> **Do this**
Beginning with the line that holds "Task: annotate the www.ilturista.info" and ending with the last line below, repeat each line exactly, leaving any pictures out.

> **Materials provided**
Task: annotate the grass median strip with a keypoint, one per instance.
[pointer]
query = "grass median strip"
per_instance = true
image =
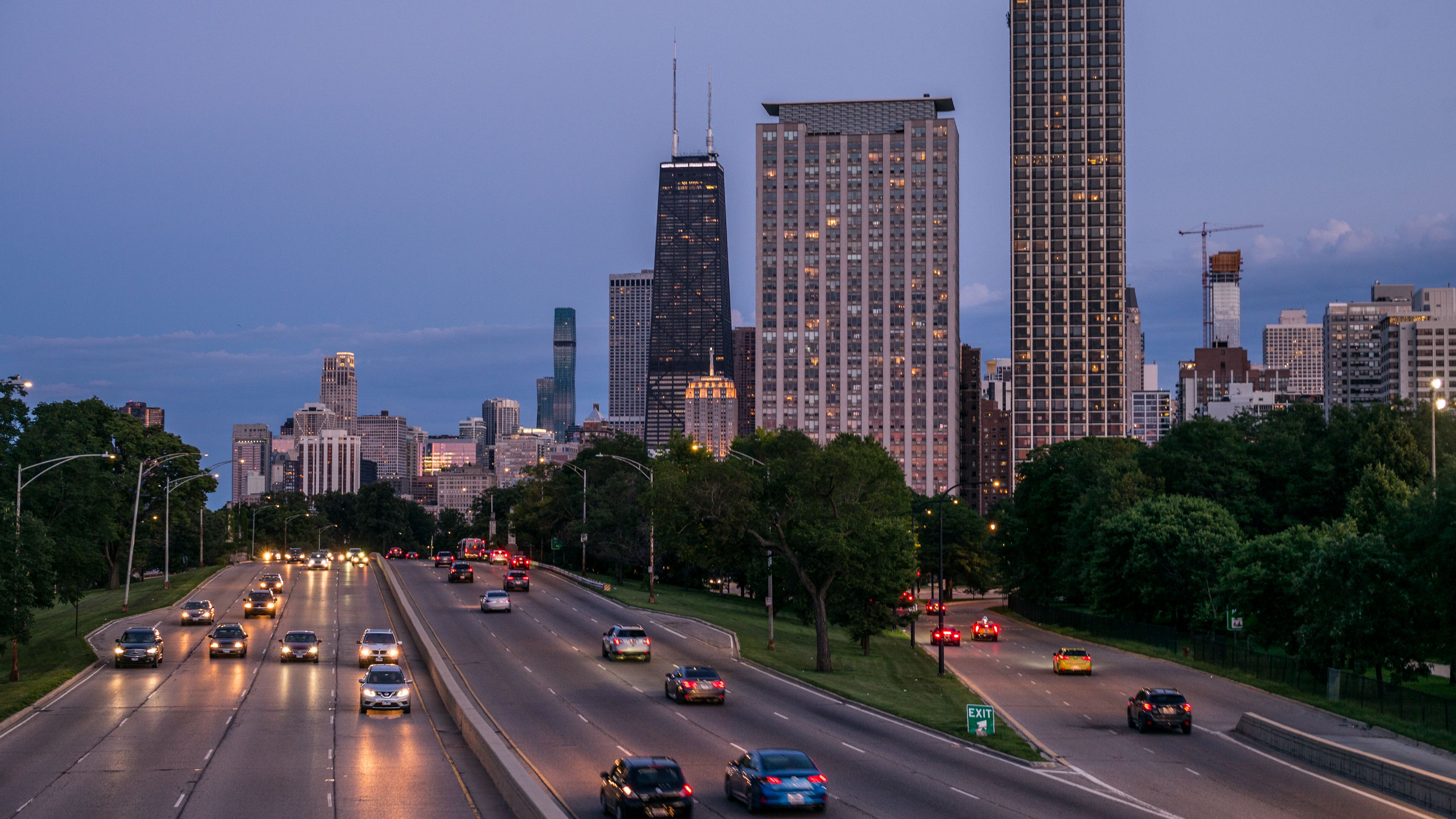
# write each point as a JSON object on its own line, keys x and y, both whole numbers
{"x": 894, "y": 678}
{"x": 57, "y": 649}
{"x": 1346, "y": 709}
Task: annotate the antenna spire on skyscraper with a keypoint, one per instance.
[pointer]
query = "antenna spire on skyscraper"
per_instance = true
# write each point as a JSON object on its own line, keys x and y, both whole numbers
{"x": 675, "y": 95}
{"x": 710, "y": 111}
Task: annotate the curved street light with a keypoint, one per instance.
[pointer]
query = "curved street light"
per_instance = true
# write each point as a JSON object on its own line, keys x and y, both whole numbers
{"x": 166, "y": 527}
{"x": 143, "y": 470}
{"x": 651, "y": 527}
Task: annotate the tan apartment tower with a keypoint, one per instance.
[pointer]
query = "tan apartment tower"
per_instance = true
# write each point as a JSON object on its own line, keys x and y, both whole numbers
{"x": 858, "y": 278}
{"x": 1068, "y": 222}
{"x": 338, "y": 391}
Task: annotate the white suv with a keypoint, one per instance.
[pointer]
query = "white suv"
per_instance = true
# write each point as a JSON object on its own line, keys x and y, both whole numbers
{"x": 379, "y": 646}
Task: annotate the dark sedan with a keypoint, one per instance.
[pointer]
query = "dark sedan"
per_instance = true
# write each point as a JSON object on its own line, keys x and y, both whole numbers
{"x": 139, "y": 646}
{"x": 777, "y": 779}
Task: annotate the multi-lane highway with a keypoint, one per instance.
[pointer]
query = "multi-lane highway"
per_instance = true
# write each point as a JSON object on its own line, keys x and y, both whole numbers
{"x": 1210, "y": 773}
{"x": 245, "y": 736}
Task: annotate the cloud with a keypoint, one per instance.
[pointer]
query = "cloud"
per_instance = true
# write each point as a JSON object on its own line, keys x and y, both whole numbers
{"x": 976, "y": 295}
{"x": 1338, "y": 238}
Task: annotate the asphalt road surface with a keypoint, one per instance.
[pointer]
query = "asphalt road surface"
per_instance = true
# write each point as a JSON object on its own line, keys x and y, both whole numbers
{"x": 245, "y": 736}
{"x": 541, "y": 675}
{"x": 1208, "y": 774}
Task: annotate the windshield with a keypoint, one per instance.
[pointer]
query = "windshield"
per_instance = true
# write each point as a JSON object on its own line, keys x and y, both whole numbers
{"x": 656, "y": 776}
{"x": 787, "y": 761}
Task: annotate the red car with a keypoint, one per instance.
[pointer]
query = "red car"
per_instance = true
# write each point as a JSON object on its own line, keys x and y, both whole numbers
{"x": 986, "y": 630}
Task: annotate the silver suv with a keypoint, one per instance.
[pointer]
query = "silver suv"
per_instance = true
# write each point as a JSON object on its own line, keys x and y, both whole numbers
{"x": 385, "y": 687}
{"x": 379, "y": 646}
{"x": 627, "y": 642}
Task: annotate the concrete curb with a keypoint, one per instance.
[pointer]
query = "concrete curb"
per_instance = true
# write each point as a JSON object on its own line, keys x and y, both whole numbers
{"x": 1421, "y": 788}
{"x": 513, "y": 774}
{"x": 79, "y": 677}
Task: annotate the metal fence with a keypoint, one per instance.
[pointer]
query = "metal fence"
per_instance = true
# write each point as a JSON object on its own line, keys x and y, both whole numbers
{"x": 1398, "y": 701}
{"x": 1098, "y": 626}
{"x": 1277, "y": 668}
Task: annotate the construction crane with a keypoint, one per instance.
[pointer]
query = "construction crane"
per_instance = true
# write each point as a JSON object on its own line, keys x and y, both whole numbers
{"x": 1208, "y": 286}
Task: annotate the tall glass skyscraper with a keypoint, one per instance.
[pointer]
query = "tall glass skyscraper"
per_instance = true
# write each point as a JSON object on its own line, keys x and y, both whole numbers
{"x": 564, "y": 361}
{"x": 692, "y": 311}
{"x": 1066, "y": 218}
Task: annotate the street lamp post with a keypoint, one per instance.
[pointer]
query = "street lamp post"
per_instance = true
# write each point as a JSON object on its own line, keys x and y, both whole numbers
{"x": 651, "y": 528}
{"x": 166, "y": 524}
{"x": 768, "y": 596}
{"x": 19, "y": 471}
{"x": 143, "y": 470}
{"x": 583, "y": 513}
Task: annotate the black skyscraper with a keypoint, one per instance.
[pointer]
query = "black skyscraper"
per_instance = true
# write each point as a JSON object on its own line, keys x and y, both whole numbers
{"x": 692, "y": 311}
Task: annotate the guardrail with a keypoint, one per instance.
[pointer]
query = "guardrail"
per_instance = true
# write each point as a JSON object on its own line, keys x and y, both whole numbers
{"x": 1098, "y": 626}
{"x": 511, "y": 773}
{"x": 1423, "y": 788}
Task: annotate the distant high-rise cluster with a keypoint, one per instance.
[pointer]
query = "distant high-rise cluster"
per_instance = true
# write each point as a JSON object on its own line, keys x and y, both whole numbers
{"x": 1068, "y": 222}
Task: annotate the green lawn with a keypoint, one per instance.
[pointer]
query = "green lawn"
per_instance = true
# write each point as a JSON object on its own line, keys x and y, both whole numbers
{"x": 1353, "y": 710}
{"x": 896, "y": 677}
{"x": 57, "y": 649}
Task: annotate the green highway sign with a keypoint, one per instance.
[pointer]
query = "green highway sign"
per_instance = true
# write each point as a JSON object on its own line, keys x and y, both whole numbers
{"x": 981, "y": 720}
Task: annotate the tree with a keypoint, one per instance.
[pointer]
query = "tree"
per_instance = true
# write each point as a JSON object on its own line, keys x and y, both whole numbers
{"x": 1161, "y": 559}
{"x": 1357, "y": 607}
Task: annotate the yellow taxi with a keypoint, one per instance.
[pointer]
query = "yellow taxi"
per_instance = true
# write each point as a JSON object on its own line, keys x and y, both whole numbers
{"x": 1072, "y": 661}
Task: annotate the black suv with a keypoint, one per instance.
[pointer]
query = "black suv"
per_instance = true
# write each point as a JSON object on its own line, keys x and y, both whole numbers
{"x": 261, "y": 604}
{"x": 1159, "y": 707}
{"x": 228, "y": 640}
{"x": 686, "y": 684}
{"x": 139, "y": 646}
{"x": 647, "y": 786}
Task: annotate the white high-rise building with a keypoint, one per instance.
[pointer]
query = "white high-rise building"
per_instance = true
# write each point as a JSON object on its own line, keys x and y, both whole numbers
{"x": 338, "y": 390}
{"x": 329, "y": 463}
{"x": 1299, "y": 346}
{"x": 629, "y": 337}
{"x": 858, "y": 278}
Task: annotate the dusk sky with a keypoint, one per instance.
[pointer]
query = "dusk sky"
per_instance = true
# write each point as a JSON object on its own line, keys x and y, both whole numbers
{"x": 199, "y": 200}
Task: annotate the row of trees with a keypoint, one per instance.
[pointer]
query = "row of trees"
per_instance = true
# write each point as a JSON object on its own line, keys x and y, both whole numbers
{"x": 73, "y": 532}
{"x": 1327, "y": 534}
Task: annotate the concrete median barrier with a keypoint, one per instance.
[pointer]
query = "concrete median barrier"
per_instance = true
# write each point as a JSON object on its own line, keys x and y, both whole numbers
{"x": 525, "y": 792}
{"x": 1413, "y": 784}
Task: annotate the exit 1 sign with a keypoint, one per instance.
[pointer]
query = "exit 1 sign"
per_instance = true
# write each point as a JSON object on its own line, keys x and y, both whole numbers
{"x": 981, "y": 720}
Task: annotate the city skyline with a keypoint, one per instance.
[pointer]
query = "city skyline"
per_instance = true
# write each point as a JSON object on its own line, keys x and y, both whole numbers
{"x": 1323, "y": 244}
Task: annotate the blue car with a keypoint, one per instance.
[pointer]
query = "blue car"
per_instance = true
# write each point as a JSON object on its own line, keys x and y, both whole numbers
{"x": 777, "y": 779}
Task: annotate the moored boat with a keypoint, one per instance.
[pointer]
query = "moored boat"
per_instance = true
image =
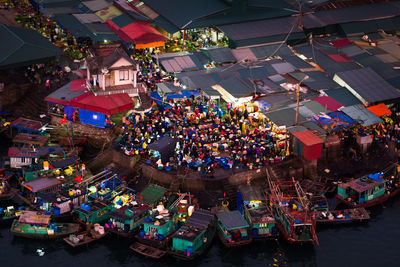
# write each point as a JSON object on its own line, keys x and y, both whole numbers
{"x": 195, "y": 237}
{"x": 342, "y": 216}
{"x": 147, "y": 250}
{"x": 233, "y": 229}
{"x": 33, "y": 224}
{"x": 86, "y": 237}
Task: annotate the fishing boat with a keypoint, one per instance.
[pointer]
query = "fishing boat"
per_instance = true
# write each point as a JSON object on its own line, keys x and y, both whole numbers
{"x": 195, "y": 237}
{"x": 342, "y": 216}
{"x": 33, "y": 224}
{"x": 295, "y": 221}
{"x": 257, "y": 213}
{"x": 233, "y": 230}
{"x": 147, "y": 250}
{"x": 86, "y": 237}
{"x": 370, "y": 190}
{"x": 161, "y": 225}
{"x": 126, "y": 220}
{"x": 9, "y": 214}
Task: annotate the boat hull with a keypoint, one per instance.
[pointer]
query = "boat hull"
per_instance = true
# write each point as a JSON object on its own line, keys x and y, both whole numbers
{"x": 68, "y": 228}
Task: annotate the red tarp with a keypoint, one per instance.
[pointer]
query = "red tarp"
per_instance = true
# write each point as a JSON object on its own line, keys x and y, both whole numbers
{"x": 312, "y": 144}
{"x": 105, "y": 104}
{"x": 328, "y": 102}
{"x": 380, "y": 110}
{"x": 341, "y": 43}
{"x": 138, "y": 32}
{"x": 78, "y": 85}
{"x": 340, "y": 58}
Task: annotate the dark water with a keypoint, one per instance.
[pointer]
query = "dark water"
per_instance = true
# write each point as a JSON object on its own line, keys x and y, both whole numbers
{"x": 372, "y": 244}
{"x": 375, "y": 243}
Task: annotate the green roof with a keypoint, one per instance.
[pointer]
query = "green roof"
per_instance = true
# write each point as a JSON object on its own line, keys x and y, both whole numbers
{"x": 21, "y": 47}
{"x": 152, "y": 193}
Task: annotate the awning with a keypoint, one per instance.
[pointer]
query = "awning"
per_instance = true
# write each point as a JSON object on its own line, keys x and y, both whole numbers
{"x": 308, "y": 138}
{"x": 380, "y": 110}
{"x": 361, "y": 115}
{"x": 140, "y": 33}
{"x": 105, "y": 104}
{"x": 328, "y": 102}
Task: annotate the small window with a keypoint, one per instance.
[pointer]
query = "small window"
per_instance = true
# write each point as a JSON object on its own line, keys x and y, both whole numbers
{"x": 124, "y": 75}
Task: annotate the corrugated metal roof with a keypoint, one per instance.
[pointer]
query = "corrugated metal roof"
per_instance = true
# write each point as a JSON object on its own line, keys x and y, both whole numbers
{"x": 361, "y": 115}
{"x": 368, "y": 85}
{"x": 284, "y": 117}
{"x": 219, "y": 54}
{"x": 232, "y": 220}
{"x": 261, "y": 28}
{"x": 343, "y": 96}
{"x": 308, "y": 138}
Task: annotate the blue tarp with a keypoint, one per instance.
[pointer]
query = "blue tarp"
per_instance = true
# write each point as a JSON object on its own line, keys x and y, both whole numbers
{"x": 92, "y": 118}
{"x": 376, "y": 177}
{"x": 334, "y": 121}
{"x": 69, "y": 111}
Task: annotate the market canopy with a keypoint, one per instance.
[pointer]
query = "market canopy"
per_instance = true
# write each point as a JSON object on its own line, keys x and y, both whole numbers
{"x": 140, "y": 33}
{"x": 361, "y": 115}
{"x": 22, "y": 47}
{"x": 380, "y": 110}
{"x": 366, "y": 85}
{"x": 105, "y": 104}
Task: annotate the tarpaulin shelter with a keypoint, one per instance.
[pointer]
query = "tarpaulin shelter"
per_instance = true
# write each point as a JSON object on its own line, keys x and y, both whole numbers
{"x": 380, "y": 110}
{"x": 67, "y": 92}
{"x": 328, "y": 102}
{"x": 366, "y": 85}
{"x": 141, "y": 33}
{"x": 309, "y": 145}
{"x": 165, "y": 146}
{"x": 334, "y": 121}
{"x": 361, "y": 115}
{"x": 22, "y": 47}
{"x": 105, "y": 104}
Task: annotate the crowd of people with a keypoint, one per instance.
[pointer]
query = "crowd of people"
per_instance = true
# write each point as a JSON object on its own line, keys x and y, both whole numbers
{"x": 207, "y": 136}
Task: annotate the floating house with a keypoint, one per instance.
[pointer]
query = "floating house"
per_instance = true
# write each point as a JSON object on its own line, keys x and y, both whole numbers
{"x": 233, "y": 230}
{"x": 195, "y": 236}
{"x": 95, "y": 211}
{"x": 364, "y": 192}
{"x": 126, "y": 220}
{"x": 257, "y": 213}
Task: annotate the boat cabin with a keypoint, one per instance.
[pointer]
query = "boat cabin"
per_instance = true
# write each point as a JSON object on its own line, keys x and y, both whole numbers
{"x": 261, "y": 219}
{"x": 362, "y": 191}
{"x": 257, "y": 213}
{"x": 24, "y": 156}
{"x": 29, "y": 140}
{"x": 94, "y": 211}
{"x": 152, "y": 195}
{"x": 61, "y": 202}
{"x": 24, "y": 125}
{"x": 128, "y": 218}
{"x": 233, "y": 226}
{"x": 42, "y": 185}
{"x": 190, "y": 237}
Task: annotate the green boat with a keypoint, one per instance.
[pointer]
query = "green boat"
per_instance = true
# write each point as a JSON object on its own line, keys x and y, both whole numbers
{"x": 33, "y": 224}
{"x": 195, "y": 237}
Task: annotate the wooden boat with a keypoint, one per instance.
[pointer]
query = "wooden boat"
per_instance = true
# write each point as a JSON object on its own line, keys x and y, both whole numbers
{"x": 9, "y": 215}
{"x": 295, "y": 221}
{"x": 257, "y": 213}
{"x": 342, "y": 216}
{"x": 84, "y": 238}
{"x": 195, "y": 237}
{"x": 232, "y": 229}
{"x": 148, "y": 251}
{"x": 33, "y": 224}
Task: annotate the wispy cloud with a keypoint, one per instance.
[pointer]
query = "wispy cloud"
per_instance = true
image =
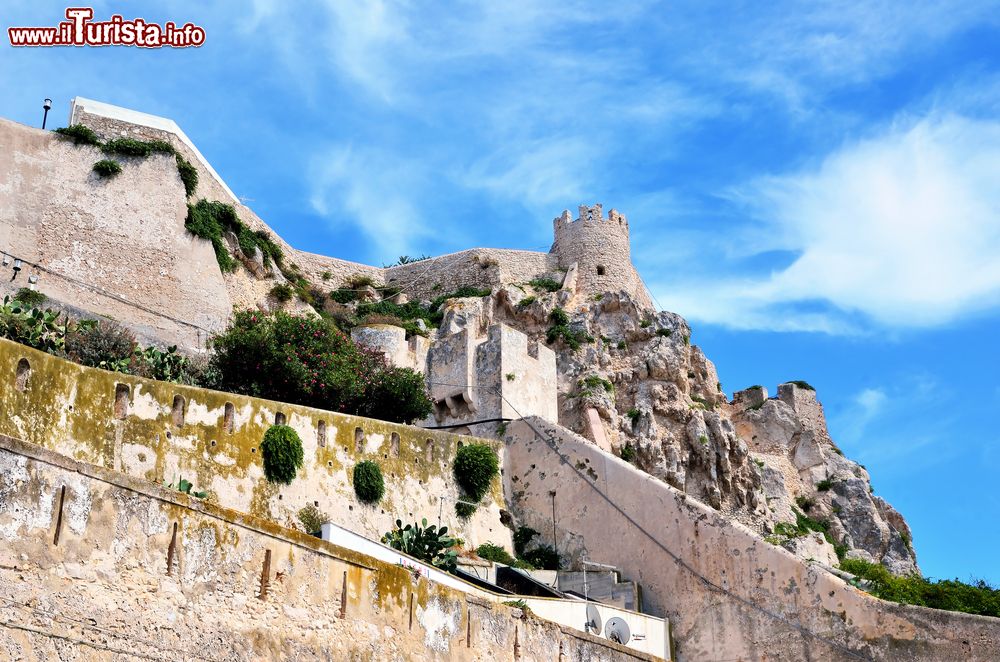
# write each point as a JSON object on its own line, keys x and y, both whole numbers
{"x": 898, "y": 230}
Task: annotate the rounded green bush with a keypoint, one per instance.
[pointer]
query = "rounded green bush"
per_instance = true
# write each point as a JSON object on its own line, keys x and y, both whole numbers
{"x": 368, "y": 483}
{"x": 282, "y": 450}
{"x": 475, "y": 466}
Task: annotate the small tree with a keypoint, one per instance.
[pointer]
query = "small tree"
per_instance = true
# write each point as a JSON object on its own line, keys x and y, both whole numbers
{"x": 282, "y": 451}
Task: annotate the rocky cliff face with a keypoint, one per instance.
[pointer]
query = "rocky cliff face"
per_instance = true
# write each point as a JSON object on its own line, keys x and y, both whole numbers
{"x": 639, "y": 387}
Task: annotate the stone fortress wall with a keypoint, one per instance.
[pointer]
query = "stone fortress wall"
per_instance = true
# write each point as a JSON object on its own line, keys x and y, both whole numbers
{"x": 118, "y": 247}
{"x": 162, "y": 432}
{"x": 97, "y": 566}
{"x": 728, "y": 594}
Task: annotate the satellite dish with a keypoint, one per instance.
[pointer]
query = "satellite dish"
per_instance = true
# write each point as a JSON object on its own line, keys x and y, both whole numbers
{"x": 593, "y": 623}
{"x": 617, "y": 630}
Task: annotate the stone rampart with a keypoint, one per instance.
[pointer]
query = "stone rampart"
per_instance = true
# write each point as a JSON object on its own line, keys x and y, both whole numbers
{"x": 162, "y": 432}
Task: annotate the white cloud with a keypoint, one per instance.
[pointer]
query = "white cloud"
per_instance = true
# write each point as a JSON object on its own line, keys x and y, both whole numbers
{"x": 901, "y": 230}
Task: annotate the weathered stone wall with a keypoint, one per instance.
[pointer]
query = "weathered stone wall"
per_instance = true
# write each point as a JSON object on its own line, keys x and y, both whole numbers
{"x": 98, "y": 566}
{"x": 484, "y": 268}
{"x": 102, "y": 241}
{"x": 600, "y": 248}
{"x": 729, "y": 595}
{"x": 162, "y": 432}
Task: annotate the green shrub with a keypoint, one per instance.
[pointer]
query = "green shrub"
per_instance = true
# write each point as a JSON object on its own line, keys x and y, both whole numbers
{"x": 359, "y": 281}
{"x": 127, "y": 147}
{"x": 282, "y": 451}
{"x": 406, "y": 259}
{"x": 308, "y": 361}
{"x": 805, "y": 503}
{"x": 592, "y": 382}
{"x": 107, "y": 168}
{"x": 977, "y": 597}
{"x": 186, "y": 486}
{"x": 368, "y": 483}
{"x": 80, "y": 134}
{"x": 312, "y": 519}
{"x": 282, "y": 292}
{"x": 29, "y": 297}
{"x": 188, "y": 174}
{"x": 427, "y": 543}
{"x": 343, "y": 296}
{"x": 464, "y": 292}
{"x": 475, "y": 467}
{"x": 161, "y": 147}
{"x": 546, "y": 284}
{"x": 542, "y": 556}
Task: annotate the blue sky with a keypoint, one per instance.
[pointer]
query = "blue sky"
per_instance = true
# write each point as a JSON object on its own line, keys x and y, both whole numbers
{"x": 815, "y": 186}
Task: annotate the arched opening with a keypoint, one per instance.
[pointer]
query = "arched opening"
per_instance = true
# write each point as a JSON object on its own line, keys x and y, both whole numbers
{"x": 177, "y": 413}
{"x": 121, "y": 401}
{"x": 229, "y": 419}
{"x": 23, "y": 375}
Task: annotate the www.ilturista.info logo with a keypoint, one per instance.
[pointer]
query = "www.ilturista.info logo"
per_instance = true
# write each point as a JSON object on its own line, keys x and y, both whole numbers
{"x": 80, "y": 30}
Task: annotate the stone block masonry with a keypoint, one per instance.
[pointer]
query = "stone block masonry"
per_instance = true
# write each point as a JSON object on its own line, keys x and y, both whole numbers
{"x": 140, "y": 572}
{"x": 161, "y": 432}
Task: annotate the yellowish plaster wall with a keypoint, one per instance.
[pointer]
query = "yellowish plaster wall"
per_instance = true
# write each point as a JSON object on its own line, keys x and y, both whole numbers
{"x": 71, "y": 409}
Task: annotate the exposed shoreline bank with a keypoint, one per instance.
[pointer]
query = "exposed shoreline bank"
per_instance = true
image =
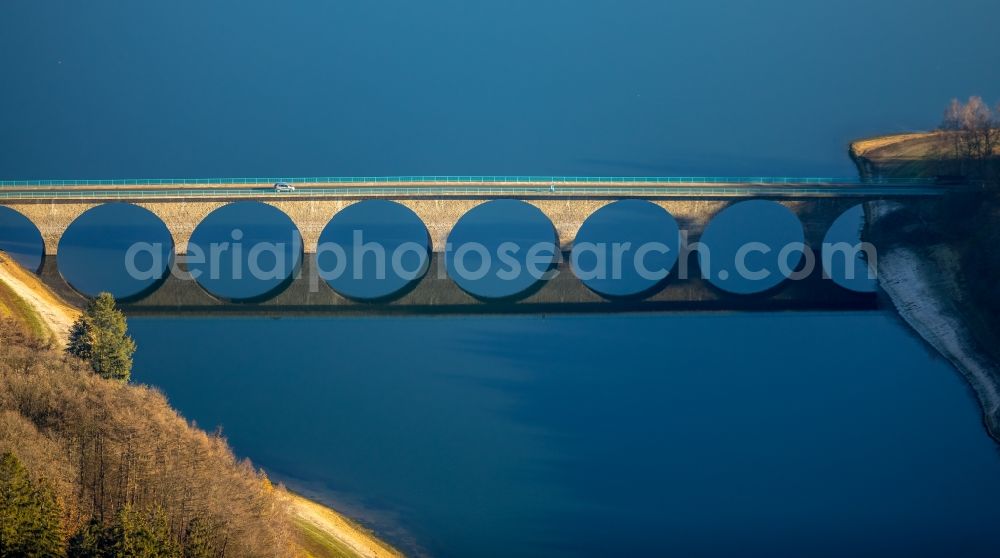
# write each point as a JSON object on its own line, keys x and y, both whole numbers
{"x": 321, "y": 531}
{"x": 925, "y": 282}
{"x": 923, "y": 287}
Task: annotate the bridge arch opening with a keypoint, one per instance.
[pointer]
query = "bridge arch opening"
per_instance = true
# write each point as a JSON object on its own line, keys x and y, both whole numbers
{"x": 502, "y": 250}
{"x": 21, "y": 240}
{"x": 626, "y": 249}
{"x": 373, "y": 250}
{"x": 244, "y": 251}
{"x": 846, "y": 260}
{"x": 751, "y": 247}
{"x": 116, "y": 247}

> **Worked solution**
Task: annotate the www.ilturista.info logo with a keypoint, one per instance.
[pointer]
query = "www.ilturista.info logo"
per_instance = true
# write each point as a JSON object on its own line, keys x and y, both whole numbers
{"x": 80, "y": 30}
Task: annotate the stone block masonry with a keypoint, one per instance.
[pointer]
query = "stone block masonry"
per_instance = true
# write each point as a JSON object on its own line, keys x and y, both whole numbers
{"x": 140, "y": 572}
{"x": 161, "y": 432}
Task: annotate the yellowish plaster wall with a keypoint, one per instance.
[pointer]
query = "yellowish plaster wall"
per_instance = true
# write each point as a JSON object on its own line, keys x and y, both whole numbers
{"x": 71, "y": 409}
Task: annotate the exposed shoreline bank with a keypoint, one per instance.
[pointer]
query = "exposed shoreline bank"
per_instance = true
image =
# write each point as a JSON object on its own line, keys x and y, both whole numbers
{"x": 321, "y": 531}
{"x": 925, "y": 282}
{"x": 923, "y": 287}
Task: annotate the bridge arch opening with a keypoint, one per instance.
[pointer]
query = "bridge arch opening"
per_instance = true
# write each point as a JSON object on its own line, keys x and y, both whole numbers
{"x": 502, "y": 250}
{"x": 21, "y": 240}
{"x": 626, "y": 249}
{"x": 373, "y": 250}
{"x": 244, "y": 251}
{"x": 846, "y": 260}
{"x": 751, "y": 247}
{"x": 116, "y": 247}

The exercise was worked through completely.